* **Instructions for the task**: Retype the records below exactly. Leave nothing out.
Segment Start: Available records
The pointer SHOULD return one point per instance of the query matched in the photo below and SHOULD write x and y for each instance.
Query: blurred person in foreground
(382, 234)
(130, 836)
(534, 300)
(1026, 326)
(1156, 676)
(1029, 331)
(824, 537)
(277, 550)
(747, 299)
Segment End: Available records
* **Written answer**:
The pointer SHOULD return one point per instance of the query matched in the photo below and SHOULD write x and y for each instance.
Query: blurred person in foreground
(382, 234)
(130, 836)
(534, 300)
(1026, 326)
(1156, 676)
(1029, 331)
(824, 537)
(277, 550)
(747, 299)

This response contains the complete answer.